- REQUIRED TASK -
Please rewrite the data from the line containing "the table number" through the line containing "x=560 y=190", putting "gray curtain" in place of "gray drape" and changing nothing else.
+++ INFORMATION GIVEN
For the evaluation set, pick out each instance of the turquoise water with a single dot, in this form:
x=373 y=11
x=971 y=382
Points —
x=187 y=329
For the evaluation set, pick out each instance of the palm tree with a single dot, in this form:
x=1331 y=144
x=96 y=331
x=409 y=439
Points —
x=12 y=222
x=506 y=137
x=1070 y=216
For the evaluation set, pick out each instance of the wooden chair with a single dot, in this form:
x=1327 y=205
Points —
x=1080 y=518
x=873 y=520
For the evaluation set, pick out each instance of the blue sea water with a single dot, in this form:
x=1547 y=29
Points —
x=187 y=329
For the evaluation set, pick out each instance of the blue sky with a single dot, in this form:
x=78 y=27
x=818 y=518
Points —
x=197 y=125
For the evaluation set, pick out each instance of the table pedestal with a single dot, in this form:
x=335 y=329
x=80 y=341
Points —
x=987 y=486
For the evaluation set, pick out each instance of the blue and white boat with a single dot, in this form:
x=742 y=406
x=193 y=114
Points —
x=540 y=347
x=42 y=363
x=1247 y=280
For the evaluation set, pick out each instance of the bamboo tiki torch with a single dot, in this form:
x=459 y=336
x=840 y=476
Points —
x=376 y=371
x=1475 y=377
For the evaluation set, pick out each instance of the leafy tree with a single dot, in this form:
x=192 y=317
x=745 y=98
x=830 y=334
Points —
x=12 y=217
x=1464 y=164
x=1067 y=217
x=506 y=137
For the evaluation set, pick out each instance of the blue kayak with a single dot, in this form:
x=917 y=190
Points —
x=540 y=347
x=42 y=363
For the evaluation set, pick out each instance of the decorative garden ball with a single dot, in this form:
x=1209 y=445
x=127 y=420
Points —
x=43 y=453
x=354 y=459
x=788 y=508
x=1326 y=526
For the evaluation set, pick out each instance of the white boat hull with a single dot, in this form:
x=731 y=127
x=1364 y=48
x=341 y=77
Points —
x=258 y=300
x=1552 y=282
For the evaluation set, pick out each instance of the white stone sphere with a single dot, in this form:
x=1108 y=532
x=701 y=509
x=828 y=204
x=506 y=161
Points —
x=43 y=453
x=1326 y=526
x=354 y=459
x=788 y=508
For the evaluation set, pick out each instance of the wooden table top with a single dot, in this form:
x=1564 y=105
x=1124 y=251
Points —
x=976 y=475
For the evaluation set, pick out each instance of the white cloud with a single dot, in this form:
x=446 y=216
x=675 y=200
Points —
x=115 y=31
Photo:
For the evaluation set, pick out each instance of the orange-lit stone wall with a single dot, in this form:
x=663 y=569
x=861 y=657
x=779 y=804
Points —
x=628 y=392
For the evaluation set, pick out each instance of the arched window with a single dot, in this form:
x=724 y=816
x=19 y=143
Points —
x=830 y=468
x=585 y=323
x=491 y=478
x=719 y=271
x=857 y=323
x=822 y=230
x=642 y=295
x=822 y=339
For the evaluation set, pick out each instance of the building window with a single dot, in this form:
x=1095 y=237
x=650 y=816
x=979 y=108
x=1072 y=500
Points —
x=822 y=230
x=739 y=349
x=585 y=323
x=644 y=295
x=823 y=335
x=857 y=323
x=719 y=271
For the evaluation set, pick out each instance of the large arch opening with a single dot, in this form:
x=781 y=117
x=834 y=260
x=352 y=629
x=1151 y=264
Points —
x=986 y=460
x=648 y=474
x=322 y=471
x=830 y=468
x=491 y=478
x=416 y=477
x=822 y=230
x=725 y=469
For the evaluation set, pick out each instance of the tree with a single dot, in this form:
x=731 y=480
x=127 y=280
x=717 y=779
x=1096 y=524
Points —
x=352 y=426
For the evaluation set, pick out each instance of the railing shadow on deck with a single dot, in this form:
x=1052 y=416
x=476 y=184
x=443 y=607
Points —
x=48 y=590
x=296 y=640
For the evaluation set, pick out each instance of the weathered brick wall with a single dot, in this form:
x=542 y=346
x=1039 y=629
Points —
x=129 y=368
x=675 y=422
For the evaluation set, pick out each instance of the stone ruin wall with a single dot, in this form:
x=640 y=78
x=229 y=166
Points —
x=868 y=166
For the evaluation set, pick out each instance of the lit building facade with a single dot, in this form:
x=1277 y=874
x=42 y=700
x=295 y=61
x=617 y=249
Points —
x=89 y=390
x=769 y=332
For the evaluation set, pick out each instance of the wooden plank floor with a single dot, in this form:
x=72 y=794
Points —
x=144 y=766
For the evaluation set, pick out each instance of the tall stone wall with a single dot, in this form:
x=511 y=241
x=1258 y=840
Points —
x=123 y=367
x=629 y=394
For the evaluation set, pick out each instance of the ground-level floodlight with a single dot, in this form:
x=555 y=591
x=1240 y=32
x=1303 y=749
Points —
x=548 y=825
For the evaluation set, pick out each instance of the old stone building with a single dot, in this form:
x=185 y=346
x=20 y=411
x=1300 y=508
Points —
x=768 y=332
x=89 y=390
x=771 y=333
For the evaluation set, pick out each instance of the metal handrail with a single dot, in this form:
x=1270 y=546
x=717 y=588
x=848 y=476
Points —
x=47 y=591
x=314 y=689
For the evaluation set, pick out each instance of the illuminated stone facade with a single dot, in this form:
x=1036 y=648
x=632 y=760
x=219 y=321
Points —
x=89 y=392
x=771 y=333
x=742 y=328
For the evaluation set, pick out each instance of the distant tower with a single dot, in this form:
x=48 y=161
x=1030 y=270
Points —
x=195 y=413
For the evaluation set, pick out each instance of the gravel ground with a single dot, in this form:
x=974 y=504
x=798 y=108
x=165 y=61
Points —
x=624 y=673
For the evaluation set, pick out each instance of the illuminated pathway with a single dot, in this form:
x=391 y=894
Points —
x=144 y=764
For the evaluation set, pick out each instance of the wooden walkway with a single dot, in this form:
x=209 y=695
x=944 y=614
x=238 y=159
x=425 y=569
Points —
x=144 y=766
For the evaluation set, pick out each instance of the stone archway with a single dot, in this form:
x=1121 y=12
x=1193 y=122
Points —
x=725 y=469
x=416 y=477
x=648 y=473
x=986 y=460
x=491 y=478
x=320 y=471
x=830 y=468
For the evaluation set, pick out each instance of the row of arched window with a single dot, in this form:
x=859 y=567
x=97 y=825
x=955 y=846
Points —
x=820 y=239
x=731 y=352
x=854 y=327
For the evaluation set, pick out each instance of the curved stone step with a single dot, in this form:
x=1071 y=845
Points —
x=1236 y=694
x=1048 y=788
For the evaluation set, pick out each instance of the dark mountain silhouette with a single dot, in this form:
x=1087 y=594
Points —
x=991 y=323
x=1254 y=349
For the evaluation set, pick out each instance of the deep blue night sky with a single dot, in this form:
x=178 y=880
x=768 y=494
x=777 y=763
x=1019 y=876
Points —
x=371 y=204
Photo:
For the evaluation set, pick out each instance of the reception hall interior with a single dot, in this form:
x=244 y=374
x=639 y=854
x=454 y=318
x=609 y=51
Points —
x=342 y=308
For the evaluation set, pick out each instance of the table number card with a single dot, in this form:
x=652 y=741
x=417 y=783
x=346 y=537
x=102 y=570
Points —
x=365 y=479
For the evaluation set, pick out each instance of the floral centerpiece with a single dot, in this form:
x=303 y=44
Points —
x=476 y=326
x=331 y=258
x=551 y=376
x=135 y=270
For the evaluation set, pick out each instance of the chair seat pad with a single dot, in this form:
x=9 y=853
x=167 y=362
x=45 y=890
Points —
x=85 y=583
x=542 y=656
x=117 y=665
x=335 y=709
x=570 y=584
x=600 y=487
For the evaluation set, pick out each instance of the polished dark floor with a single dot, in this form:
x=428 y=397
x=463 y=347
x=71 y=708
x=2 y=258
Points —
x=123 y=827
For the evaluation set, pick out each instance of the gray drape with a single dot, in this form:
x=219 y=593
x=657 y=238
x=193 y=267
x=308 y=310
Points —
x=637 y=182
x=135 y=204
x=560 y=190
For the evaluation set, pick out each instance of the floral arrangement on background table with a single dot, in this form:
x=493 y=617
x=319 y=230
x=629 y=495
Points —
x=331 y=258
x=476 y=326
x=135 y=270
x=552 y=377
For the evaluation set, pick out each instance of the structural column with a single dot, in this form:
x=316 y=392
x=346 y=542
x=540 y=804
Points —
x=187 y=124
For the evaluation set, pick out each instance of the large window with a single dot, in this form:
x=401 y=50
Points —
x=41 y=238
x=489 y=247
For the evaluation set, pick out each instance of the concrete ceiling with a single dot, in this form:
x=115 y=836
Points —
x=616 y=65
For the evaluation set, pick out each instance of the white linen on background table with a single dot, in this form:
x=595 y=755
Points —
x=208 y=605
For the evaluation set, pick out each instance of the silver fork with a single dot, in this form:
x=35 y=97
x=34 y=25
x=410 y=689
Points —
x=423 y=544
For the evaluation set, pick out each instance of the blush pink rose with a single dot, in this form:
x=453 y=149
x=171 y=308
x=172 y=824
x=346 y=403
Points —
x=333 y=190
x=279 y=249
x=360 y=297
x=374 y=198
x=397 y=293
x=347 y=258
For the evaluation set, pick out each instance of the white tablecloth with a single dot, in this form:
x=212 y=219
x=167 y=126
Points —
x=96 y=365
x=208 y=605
++++++
- TASK ANSWER -
For the evaluation set, pick out each instance of the table number card with a single dot, in this form:
x=652 y=741
x=417 y=783
x=346 y=537
x=102 y=570
Points —
x=365 y=479
For the evaluation set, pick out each instance of the floral centerpiece with a single dot, in this form:
x=303 y=44
Points —
x=476 y=326
x=331 y=258
x=551 y=376
x=135 y=270
For the evaluation set, pick out each instance of the chair seat pad with a single dot, in this form:
x=9 y=853
x=167 y=362
x=45 y=890
Points —
x=85 y=583
x=542 y=656
x=117 y=665
x=335 y=709
x=570 y=584
x=600 y=487
For the evaluation set, pick out each instance of the polished dark floor with a single dot, in this form:
x=428 y=397
x=463 y=347
x=71 y=708
x=2 y=258
Points —
x=123 y=827
For the evaluation set, pick out each instance of the gray curtain with a single dot, in this form:
x=219 y=593
x=657 y=238
x=193 y=267
x=308 y=310
Points —
x=637 y=182
x=135 y=204
x=560 y=190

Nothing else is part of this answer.